* INSTRUCTIONS:
**A.** Answer these questions using the article below on the Mediterranean migrant crisis, one answer per line:
(i) Where was the picture described in the article taken?
(ii) Which island was the boat trying to reach?
(iii) According to the International Organization for Migration, how many migrants have drowned in the Mediterranean this year?
**B.** Does the article below on the Mediterranean migrant crisis support each statement? Answer yes or no and quote the words that decide it.
(i) More than 300,000 people have risked their lives crossing the Mediterranean this year.
(ii) Warshan Shire was born in Somalia.
(iii) The picture was taken on the day the article was written.

* SOURCE EXCERPT:
>> BEGIN
News3 September 2015Sadhbh Goodhue

In the face of harrowing events on the Mediterranean, it’s hard to imagine what we can do as individuals to help. But by challenging apathy, speaking out and getting active, we can all play our part in effecting change.

Harrowing events

This extremely harrowing picture – reported all over the world today – was taken yesterday on a beach in Turkey. A boat carrying migrants – including this Syrian three year old – capsized trying to reach the island of Kos in Greece, killing many on board, including this little boy, his brother and mother.

It is a story that has moved and upset many of us today, including myself.

I have a child around the same age as this boy. I know legs like these. I know what it feels like to wrestle shoes onto feet like those, feet that would be wriggling and trying to get away from you before you’d finished. I know what his little face would have felt like to his mother, as her hug turned into a tickle, an arching back and squeals of laughter. I know what his little body must have felt like in the arms of this Turkish police man – a dead weight like the sleeping child I have carried many times. I know the love this little boy’s mother and father undoubtedly felt for their son. And I know that this picture is their nightmare beyond nightmares – the greatest horror any parent could imagine.

As Allison Morris says in her tweet: “That’s not a migrant – that’s someone’s wee baby boy”.

Desperation

The desperation that leads migrants to risk their lives must be so great. Kenyan-born Somali poet and writer Warshan Shire expresses it clearly:

…you have to understand, that no one puts their children in a boat unless the water is safer than the land …and no one would leave home unless home chased you to the shore.

Warshan Shire - Home

Massive crisis

Unfortunately this poor child’s story is far from unique. Over 300,000 people have risked their lives crossing the Mediterranean this year, many of whom are Syrians attempting to escape the civil war that has turned their country upside down.

According to the International Organization for Migration, more than 2,600 migrants have drowned in the Mediterranean this year, trying to reach Greece or Italy.In the face of this suffering is there anything we can do, as individuals, to help?

Becoming active

Many issues seem so large and complex that it is hard to imagine how one person could make any sort of meaningful impact. But just as there are a lot of big problems or issues in the world, there are also people who care about these problems and issues.
>> END
* STORED DATA:
>> BEGIN
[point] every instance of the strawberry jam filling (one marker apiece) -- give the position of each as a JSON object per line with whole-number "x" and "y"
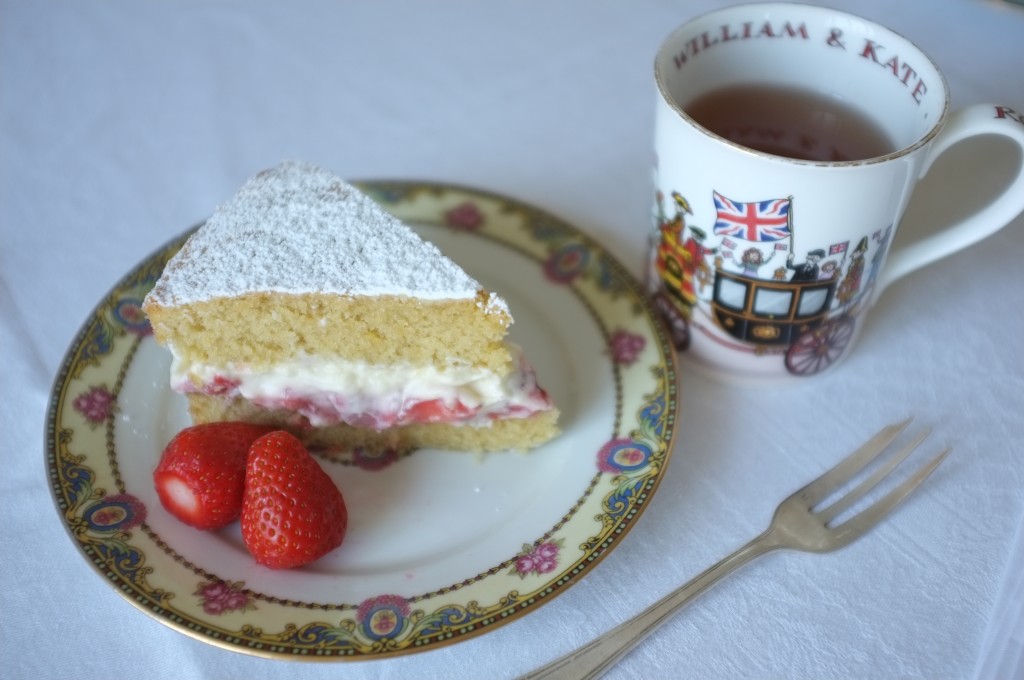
{"x": 377, "y": 397}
>> END
* TASK-BY-TASK RESULTS:
**A.**
(i) On a beach in Turkey.
(ii) Kos, in Greece.
(iii) More than 2,600.

**B.**
(i) Yes: "Over 300,000 people have risked their lives crossing the Mediterranean this year"
(ii) No: "Kenyan-born Somali poet and writer Warshan Shire"
(iii) No: "was taken yesterday on a beach in Turkey"